- **The task**:
Look through the material below and copy every line containing the word "support".
····················
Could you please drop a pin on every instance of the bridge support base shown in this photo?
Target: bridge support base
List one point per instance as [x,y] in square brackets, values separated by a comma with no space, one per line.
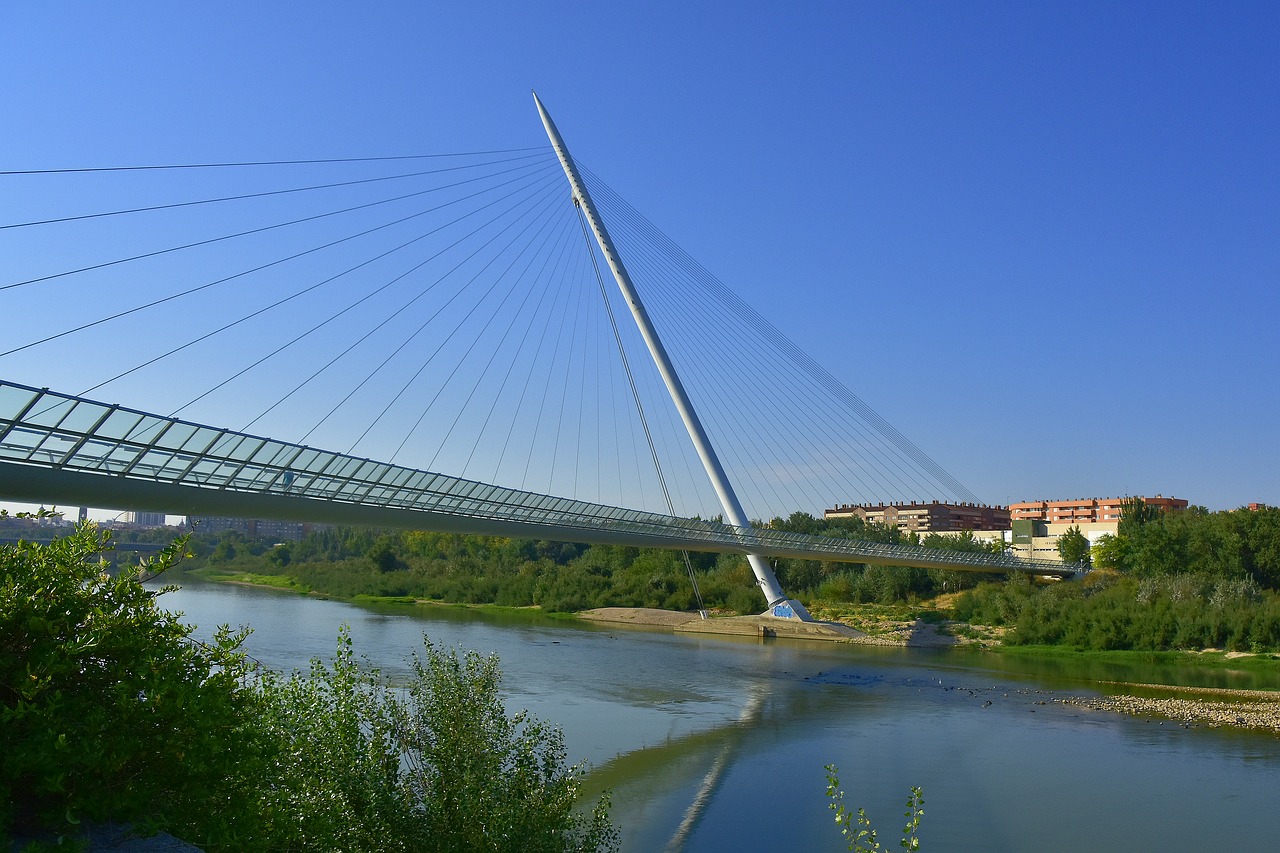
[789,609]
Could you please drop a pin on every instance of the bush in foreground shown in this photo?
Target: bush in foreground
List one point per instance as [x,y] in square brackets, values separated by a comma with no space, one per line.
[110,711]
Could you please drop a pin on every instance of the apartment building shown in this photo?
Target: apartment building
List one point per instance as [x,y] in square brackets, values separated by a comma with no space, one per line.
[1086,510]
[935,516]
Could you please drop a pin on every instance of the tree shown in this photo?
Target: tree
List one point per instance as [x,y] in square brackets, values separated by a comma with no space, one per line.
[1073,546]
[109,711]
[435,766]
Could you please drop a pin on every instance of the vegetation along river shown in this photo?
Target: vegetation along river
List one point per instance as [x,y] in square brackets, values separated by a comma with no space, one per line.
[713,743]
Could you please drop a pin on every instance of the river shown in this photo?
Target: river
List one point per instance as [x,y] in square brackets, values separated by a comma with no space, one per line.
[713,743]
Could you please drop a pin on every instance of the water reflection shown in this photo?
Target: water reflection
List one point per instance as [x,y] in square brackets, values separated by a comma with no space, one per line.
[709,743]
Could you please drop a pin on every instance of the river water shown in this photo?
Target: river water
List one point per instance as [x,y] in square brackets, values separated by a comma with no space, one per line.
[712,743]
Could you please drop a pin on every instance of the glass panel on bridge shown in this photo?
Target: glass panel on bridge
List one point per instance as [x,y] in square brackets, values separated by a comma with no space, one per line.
····················
- **Exercise output**:
Could you please drop a pin on every instance of the bridge support base shown in this photo?
Target: bridge support base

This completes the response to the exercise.